(WORK REQUIRED)
Below is a block of records: output all of them exactly and leave out the pictures.
*** RECORD EXCERPTS ***
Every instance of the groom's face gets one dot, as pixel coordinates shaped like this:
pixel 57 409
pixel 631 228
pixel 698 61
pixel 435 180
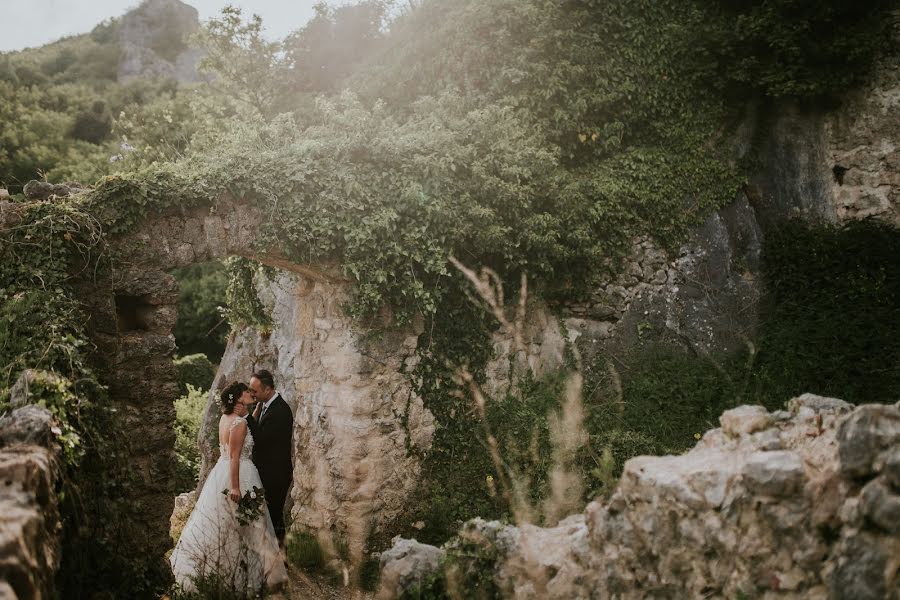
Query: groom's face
pixel 260 392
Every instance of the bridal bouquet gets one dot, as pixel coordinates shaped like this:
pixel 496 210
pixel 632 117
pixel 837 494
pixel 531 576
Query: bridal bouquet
pixel 250 505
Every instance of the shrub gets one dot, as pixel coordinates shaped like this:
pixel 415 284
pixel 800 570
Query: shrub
pixel 304 551
pixel 188 418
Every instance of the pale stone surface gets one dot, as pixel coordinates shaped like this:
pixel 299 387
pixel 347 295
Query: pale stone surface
pixel 406 564
pixel 29 518
pixel 355 414
pixel 744 420
pixel 138 30
pixel 728 519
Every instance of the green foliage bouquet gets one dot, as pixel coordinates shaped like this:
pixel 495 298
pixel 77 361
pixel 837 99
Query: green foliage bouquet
***
(RESPONSE TO THIS EXERCISE)
Every instance of the groom's face gets one dot, as pixel coordinates shaped like this:
pixel 57 409
pixel 631 228
pixel 698 61
pixel 435 180
Query: groom's face
pixel 260 392
Every instance of the bridal bouquet gets one dot, as pixel coordinates shaped like this:
pixel 496 210
pixel 632 117
pixel 837 494
pixel 531 576
Query: bridal bouquet
pixel 250 505
Every instance of the shrub gets one dot, as pixel coordinates shaped like this:
pixel 415 284
pixel 800 570
Query: shrub
pixel 304 551
pixel 188 418
Every instance of the pale stone surface gets one dot, as pixel coordinates shaped like this:
pixel 299 387
pixel 347 295
Query: pale stone surface
pixel 406 564
pixel 29 518
pixel 355 414
pixel 744 420
pixel 138 30
pixel 728 519
Every instance of the green foliage bouquet gets one dot, as pixel coordinates shaped like this:
pixel 495 298
pixel 77 361
pixel 837 99
Query: green foliage bouquet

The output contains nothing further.